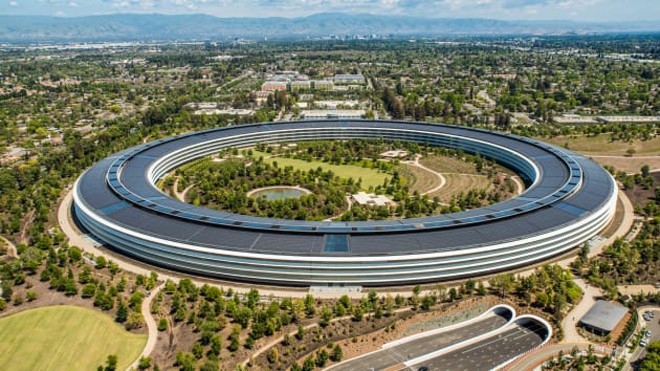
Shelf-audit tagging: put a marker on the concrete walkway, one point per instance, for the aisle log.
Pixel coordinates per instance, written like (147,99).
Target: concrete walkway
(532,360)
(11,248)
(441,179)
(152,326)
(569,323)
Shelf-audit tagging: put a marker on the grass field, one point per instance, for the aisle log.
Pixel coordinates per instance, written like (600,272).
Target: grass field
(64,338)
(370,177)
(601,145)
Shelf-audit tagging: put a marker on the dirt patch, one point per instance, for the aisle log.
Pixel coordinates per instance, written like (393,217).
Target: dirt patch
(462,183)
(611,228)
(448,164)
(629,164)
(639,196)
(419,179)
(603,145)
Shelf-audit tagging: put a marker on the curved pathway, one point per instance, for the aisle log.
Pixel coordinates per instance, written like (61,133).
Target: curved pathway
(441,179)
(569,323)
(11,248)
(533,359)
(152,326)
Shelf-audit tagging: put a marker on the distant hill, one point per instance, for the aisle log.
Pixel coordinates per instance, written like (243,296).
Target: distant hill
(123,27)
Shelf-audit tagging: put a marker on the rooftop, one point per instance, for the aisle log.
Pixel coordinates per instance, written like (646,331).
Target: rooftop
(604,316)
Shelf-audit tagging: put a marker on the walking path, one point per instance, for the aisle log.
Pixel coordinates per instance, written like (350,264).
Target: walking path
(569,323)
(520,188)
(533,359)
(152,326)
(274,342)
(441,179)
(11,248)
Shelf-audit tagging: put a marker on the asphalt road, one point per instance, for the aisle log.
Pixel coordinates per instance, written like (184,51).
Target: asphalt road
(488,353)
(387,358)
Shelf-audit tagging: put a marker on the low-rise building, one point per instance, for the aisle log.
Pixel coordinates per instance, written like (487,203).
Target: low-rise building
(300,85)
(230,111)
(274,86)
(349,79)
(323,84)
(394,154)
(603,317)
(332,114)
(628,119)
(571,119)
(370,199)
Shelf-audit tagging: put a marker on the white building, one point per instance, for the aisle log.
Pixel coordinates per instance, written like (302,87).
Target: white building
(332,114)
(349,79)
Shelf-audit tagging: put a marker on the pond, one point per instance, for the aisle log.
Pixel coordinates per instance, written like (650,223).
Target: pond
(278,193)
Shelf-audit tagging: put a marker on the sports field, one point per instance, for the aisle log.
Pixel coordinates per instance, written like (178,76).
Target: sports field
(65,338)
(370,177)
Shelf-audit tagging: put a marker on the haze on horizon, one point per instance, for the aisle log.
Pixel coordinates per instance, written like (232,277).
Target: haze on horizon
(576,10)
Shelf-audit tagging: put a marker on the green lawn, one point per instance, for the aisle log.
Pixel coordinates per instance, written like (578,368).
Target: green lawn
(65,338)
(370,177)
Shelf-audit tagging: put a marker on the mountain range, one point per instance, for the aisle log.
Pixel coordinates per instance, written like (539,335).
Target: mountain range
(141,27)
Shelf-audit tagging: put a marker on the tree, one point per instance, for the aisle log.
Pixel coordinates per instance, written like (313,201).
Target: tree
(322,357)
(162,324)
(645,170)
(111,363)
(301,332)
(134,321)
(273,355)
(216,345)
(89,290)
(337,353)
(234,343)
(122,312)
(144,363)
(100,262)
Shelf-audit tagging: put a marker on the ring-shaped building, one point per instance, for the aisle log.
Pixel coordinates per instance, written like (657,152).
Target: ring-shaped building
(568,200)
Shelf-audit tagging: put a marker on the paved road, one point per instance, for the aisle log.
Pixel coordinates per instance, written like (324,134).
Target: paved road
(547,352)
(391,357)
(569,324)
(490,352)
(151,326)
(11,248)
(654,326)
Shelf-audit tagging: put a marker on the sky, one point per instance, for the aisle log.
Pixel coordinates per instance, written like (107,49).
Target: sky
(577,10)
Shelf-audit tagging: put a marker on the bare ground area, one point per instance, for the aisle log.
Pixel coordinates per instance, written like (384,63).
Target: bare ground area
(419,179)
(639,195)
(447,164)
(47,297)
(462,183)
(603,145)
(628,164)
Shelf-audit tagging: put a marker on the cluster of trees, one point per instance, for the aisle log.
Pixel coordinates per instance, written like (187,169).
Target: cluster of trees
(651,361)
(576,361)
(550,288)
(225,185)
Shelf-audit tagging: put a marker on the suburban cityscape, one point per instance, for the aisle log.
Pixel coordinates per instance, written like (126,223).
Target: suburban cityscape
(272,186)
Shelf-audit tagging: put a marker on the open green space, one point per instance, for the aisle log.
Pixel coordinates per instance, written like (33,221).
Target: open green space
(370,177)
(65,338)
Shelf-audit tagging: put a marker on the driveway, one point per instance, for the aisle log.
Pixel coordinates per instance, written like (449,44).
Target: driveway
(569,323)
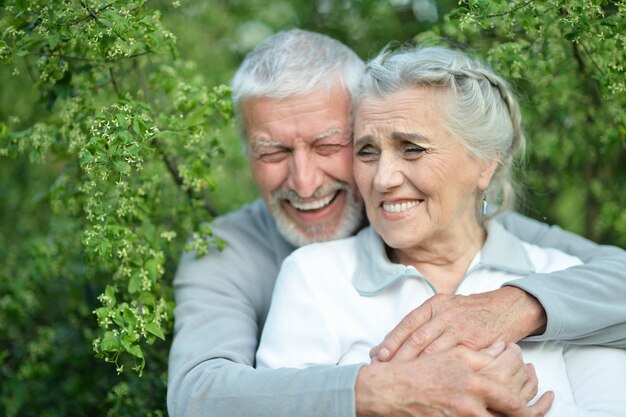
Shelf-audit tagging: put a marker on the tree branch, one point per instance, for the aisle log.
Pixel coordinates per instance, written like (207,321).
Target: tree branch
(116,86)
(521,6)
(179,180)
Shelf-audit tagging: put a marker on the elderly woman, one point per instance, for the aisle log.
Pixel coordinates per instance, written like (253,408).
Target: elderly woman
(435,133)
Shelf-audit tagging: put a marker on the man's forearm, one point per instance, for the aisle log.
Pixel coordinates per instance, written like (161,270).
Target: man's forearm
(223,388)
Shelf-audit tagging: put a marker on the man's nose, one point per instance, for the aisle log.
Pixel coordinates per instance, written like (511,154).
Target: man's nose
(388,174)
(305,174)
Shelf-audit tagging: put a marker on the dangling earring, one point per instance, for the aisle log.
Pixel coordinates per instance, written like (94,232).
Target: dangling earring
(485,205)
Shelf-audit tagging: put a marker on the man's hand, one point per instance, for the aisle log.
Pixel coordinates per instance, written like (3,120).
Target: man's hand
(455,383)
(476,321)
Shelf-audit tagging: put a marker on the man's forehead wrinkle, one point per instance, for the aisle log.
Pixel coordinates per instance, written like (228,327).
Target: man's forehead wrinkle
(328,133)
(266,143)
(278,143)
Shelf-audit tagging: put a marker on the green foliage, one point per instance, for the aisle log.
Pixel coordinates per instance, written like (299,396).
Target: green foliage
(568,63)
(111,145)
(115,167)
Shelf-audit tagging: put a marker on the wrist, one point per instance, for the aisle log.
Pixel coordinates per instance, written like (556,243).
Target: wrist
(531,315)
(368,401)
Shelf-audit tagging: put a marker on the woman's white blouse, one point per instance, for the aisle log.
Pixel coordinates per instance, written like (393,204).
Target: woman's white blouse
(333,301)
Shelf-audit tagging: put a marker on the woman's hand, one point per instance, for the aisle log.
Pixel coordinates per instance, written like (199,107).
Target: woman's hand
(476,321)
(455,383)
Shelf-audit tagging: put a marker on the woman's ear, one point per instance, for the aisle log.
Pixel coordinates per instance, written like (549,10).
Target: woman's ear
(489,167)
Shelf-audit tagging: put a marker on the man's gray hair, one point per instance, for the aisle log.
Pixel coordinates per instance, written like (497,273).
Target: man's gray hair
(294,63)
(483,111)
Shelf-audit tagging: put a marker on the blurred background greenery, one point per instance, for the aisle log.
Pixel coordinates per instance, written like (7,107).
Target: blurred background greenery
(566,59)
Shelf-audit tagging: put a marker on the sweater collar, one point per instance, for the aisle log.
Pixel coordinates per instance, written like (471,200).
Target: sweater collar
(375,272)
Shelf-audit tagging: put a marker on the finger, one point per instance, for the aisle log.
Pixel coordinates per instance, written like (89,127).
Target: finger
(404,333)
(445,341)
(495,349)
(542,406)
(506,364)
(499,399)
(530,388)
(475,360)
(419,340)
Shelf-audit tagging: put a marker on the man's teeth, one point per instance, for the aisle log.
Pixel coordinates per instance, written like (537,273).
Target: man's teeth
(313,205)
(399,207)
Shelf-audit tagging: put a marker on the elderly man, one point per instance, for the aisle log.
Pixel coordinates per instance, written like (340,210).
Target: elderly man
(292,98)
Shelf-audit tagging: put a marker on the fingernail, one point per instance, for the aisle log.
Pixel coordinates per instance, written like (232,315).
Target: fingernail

───

_PROBLEM DETAILS_
The requested output is the line holding "Pixel coordinates per instance, written like (497,273)." and every line after it up to the last line of the listing, exactly, with nothing else.

_OUTPUT FOR THIS TASK_
Pixel coordinates per instance, written like (497,273).
Target: man's gray hair
(294,63)
(483,111)
Shelf-audit tagging: put a marker on the blurred background greenery, one point per instance, for the aisle log.
Pixel coordinates per instance, written like (7,107).
Target: blurred background greenery
(566,59)
Shelf-audit tagging: put a marker on the sweater collar, one point per instance, for the aisle log.
Pixel coordinates per instance, written like (471,200).
Target: sweater collar
(375,272)
Shelf-audit tagging: put a marker on the finger, one point per instance, for the aisle log.
Pixel coordinates per instance, written like (89,127).
Target: finger
(404,333)
(445,341)
(495,349)
(542,406)
(506,364)
(499,399)
(530,388)
(475,360)
(419,340)
Shelf-audit tagging: put a marker on the man's teeth, one point per instance, for the aisle log.
Pixel coordinates per instance, written like (537,273).
Target: man's teeth
(313,205)
(399,207)
Shelf-audit tagging: put a marker on the elderly man, one point per instance, for the aisle log.
Pixel coordinates per instance, written like (340,210).
Target: elderly man
(292,98)
Shelf-audit tagging: put a marker on the fingernail, one point per instance, for the aisle log.
Pixel coordinates per instance, written like (232,315).
Target: fingernail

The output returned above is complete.